### Extract provided
==========

It's not often that cauliflower becomes a main dish, but this shawarma is one of Berber & Q's most popular dishes – and it's a showstopper. 

"What I love most about cauliflower is its versatility. It works brilliantly as a soup and in salads, as well as an accompaniment to most meat and fish. But it can more than hold it’s own as the main component of any dish. I like to serve cauliflower whole. There is an element of theatre to it when brought to the table fresh from the barbecue or out of the oven, especially when burnt on the edges and emanating the smell of smoke from the fire," says Josh Katz, Berber & Q's head chef and co-owner. 

Ingredients

  • 1 whole cauliflower
  • Shawarma-spiced butter
  • 40g unsalted butter, softened to room temperature
  • 1 lemon, juiced
  • 1 garlic clove, minced
  • 1½ tbsp coriander, finely chopped

Shawarma spice mix

  • 1tbsp cinnamon
  • 1tbsp sumac
  • 1½ tsp ground cumin
  • ½ tsp pimento (allspice)
  • Pinch of nutmeg
  • Pinch of ground cardamom

Tahini

  • 80g raw tahini
  • 25ml lemon juice, freshly squeezed
  • 1-2 garlic cloves, crushed or finely chopped
  • ½ tbsp Maldon Salt

For the garnish

  • 2 tbsp pomegranate seeds
  • 1 tbsp pomegranate molasses (thinned down with water)

==========

### Data

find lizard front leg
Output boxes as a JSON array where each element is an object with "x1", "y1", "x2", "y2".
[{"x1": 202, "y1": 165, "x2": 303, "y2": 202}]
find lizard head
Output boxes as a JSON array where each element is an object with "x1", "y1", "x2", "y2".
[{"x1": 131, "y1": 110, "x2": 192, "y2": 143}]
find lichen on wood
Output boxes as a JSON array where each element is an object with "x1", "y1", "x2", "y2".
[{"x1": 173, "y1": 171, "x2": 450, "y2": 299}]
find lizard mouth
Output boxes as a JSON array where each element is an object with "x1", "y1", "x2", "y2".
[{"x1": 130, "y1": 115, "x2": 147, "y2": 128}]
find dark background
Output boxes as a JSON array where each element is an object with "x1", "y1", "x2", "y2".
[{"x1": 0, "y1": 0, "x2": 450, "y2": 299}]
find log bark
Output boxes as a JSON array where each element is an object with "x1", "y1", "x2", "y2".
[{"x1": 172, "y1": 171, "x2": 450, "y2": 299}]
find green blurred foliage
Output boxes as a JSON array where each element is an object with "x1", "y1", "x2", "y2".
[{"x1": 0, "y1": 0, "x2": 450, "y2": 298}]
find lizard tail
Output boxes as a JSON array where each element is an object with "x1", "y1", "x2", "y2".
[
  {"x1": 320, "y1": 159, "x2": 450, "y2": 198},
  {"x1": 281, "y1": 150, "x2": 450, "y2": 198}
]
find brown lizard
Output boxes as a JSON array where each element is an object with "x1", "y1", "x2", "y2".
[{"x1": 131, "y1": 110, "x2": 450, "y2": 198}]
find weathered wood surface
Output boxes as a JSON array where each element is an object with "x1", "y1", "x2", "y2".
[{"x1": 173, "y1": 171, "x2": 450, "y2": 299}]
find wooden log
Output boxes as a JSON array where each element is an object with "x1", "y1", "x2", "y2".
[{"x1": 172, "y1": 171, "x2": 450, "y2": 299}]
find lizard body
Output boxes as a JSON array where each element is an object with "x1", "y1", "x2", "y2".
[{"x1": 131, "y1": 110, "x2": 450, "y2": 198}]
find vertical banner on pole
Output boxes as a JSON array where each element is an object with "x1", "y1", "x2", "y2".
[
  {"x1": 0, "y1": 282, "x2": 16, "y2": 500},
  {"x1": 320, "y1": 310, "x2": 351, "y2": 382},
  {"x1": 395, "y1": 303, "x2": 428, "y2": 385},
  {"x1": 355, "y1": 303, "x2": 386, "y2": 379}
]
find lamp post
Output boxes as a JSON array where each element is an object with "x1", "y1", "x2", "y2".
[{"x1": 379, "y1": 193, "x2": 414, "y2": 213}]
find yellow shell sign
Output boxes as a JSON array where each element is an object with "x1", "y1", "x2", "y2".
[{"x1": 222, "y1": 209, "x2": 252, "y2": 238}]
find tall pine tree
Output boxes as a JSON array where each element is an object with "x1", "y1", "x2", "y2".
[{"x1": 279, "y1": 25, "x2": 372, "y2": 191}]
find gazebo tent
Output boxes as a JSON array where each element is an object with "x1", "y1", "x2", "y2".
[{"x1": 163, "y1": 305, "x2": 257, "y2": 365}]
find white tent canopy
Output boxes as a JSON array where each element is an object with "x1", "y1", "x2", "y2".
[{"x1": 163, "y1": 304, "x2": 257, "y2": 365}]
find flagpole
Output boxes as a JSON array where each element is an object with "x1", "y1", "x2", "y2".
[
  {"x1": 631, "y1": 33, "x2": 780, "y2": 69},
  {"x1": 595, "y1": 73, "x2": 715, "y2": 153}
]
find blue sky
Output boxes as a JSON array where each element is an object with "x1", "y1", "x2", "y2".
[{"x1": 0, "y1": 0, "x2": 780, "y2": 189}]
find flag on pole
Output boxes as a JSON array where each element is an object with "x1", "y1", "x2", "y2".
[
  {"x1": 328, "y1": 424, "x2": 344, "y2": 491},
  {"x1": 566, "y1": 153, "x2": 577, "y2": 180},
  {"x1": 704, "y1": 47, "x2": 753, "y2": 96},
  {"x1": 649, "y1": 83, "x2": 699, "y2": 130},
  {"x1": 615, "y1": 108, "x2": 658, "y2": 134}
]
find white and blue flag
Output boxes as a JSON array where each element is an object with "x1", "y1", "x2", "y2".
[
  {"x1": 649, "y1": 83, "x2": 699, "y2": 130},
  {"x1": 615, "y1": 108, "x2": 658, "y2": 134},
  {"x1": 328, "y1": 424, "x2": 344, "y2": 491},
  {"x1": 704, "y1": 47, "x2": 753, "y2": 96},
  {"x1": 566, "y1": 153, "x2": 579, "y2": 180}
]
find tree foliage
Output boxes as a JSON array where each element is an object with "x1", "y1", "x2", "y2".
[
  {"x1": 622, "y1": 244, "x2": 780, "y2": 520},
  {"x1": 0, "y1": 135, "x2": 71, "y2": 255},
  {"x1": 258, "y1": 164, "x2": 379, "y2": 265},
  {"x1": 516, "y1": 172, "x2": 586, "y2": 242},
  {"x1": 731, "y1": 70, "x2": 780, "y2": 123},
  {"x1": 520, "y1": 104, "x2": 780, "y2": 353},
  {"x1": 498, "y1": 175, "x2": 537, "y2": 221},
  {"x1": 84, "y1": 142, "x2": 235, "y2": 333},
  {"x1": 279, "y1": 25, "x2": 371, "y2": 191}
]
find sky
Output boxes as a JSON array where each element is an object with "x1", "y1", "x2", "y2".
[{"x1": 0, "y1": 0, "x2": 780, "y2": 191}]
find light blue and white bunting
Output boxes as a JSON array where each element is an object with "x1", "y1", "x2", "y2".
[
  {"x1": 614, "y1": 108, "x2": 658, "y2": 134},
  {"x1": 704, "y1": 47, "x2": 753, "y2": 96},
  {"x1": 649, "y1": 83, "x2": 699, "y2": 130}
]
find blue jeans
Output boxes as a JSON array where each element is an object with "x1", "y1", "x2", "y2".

==========

### Exercise details
Copy the passage in the cauliflower shawarma recipe above from "It's not often" to "chef and co-owner.", word for word.

### Worked answer
It's not often that cauliflower becomes a main dish, but this shawarma is one of Berber & Q's most popular dishes – and it's a showstopper. 

"What I love most about cauliflower is its versatility. It works brilliantly as a soup and in salads, as well as an accompaniment to most meat and fish. But it can more than hold it’s own as the main component of any dish. I like to serve cauliflower whole. There is an element of theatre to it when brought to the table fresh from the barbecue or out of the oven, especially when burnt on the edges and emanating the smell of smoke from the fire," says Josh Katz, Berber & Q's head chef and co-owner.